* Begin *

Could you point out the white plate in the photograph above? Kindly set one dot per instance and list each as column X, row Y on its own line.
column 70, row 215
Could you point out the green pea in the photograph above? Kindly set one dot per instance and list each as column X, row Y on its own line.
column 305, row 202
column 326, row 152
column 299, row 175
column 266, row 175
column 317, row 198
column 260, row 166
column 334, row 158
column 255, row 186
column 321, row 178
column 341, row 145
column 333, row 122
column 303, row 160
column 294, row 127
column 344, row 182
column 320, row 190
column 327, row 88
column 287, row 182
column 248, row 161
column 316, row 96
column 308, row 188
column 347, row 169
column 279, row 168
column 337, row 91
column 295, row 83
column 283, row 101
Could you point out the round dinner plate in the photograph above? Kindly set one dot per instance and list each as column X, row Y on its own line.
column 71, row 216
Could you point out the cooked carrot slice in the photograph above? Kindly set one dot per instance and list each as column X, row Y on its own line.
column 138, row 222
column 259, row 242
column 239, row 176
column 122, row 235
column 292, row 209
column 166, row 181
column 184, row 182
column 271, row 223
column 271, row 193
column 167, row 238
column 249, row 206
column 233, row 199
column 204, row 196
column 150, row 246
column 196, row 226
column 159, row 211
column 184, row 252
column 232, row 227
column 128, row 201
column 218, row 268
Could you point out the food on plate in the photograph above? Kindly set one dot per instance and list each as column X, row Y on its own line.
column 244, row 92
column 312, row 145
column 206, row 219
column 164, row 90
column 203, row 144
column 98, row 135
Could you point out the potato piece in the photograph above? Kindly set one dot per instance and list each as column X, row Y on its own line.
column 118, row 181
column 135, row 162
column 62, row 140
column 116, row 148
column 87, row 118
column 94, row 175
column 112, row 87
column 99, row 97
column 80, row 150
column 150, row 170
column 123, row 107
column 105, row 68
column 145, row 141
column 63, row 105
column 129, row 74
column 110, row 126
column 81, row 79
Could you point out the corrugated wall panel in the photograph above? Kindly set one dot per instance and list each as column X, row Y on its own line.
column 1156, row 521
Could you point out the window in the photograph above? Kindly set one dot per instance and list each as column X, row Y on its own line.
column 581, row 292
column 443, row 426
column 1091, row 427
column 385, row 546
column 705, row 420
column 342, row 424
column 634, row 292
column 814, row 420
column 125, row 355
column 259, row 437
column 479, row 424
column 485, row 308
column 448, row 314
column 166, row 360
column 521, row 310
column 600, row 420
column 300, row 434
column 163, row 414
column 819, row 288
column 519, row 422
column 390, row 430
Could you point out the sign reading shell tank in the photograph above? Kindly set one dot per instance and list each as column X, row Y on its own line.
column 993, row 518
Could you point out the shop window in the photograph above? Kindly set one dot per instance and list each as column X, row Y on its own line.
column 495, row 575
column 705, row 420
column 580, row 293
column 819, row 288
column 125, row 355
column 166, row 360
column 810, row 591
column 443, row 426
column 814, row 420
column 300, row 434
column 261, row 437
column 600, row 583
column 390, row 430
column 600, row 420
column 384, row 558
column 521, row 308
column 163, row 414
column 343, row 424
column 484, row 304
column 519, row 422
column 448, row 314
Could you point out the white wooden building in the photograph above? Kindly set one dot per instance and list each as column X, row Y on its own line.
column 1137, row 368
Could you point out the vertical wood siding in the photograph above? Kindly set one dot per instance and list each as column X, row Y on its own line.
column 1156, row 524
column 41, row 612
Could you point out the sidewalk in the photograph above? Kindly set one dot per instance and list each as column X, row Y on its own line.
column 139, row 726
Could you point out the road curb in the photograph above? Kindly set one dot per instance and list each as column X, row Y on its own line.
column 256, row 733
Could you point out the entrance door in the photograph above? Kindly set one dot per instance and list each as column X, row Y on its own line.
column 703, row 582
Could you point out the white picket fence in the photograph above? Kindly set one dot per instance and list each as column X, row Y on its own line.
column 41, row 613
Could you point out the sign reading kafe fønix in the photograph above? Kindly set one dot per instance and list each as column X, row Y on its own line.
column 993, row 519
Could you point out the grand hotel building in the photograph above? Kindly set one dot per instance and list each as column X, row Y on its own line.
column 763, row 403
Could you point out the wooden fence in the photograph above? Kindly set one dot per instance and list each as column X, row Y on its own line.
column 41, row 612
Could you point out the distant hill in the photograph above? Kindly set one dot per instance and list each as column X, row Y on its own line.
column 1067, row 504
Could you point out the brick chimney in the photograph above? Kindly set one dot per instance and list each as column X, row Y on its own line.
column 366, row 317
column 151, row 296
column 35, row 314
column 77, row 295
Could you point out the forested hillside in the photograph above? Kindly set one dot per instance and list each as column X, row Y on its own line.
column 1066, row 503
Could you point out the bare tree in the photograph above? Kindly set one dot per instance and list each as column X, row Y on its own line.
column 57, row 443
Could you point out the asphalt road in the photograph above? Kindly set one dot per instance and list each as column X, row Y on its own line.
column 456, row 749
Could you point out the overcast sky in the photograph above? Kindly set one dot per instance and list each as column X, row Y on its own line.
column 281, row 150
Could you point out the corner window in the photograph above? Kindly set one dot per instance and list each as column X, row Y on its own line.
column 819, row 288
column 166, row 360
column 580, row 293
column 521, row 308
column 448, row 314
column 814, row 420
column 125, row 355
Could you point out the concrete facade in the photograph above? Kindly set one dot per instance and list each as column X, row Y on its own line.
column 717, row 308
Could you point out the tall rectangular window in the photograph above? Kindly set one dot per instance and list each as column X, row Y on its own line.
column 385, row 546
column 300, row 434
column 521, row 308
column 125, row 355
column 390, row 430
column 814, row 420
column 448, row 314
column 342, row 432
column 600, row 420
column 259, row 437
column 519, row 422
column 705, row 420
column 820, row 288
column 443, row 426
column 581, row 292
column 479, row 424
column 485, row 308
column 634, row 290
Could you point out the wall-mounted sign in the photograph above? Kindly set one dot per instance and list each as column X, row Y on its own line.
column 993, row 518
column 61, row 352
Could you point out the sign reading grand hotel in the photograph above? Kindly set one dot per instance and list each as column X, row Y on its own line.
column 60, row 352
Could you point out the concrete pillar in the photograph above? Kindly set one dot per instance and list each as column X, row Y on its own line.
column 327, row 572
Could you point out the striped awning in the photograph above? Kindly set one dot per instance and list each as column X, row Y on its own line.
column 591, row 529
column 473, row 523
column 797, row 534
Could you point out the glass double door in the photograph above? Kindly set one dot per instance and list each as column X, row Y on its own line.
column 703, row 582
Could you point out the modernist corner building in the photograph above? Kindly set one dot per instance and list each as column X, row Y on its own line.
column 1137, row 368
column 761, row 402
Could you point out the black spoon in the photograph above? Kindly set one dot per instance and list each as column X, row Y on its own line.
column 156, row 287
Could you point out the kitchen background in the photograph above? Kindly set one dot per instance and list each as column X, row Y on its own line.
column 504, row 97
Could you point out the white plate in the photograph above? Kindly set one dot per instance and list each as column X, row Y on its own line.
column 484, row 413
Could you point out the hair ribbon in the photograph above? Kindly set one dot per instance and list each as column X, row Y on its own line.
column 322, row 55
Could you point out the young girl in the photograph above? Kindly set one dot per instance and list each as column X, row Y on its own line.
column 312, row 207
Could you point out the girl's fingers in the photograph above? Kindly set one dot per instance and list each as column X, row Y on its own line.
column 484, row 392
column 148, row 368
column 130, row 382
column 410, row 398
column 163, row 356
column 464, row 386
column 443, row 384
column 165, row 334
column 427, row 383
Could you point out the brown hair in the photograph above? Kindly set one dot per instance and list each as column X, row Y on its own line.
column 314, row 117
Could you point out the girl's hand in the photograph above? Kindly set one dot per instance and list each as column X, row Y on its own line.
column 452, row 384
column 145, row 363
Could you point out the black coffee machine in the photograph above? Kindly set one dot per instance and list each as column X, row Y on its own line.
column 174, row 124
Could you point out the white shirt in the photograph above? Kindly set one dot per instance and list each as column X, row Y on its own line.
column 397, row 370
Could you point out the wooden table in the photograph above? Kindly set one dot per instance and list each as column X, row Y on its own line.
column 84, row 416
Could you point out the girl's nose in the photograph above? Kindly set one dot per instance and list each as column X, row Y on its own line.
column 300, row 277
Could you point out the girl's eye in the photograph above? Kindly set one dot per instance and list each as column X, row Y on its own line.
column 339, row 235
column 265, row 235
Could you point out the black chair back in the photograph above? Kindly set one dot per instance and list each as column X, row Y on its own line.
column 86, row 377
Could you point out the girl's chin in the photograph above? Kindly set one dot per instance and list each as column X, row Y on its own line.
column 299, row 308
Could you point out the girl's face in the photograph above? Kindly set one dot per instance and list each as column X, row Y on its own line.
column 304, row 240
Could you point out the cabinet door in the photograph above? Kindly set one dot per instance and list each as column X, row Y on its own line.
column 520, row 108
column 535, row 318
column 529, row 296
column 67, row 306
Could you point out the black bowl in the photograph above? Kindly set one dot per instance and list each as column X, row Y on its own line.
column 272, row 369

* End *

## WORK TO BE COMPLETED
Reproduce word for word the lines of the items above, beginning with the very first line and continuing through the line that contains "column 70, row 215".

## WRITTEN RESPONSE
Could you point out the white plate in the photograph above? Kindly set one dot per instance and list each as column X, row Y on its own line.
column 70, row 215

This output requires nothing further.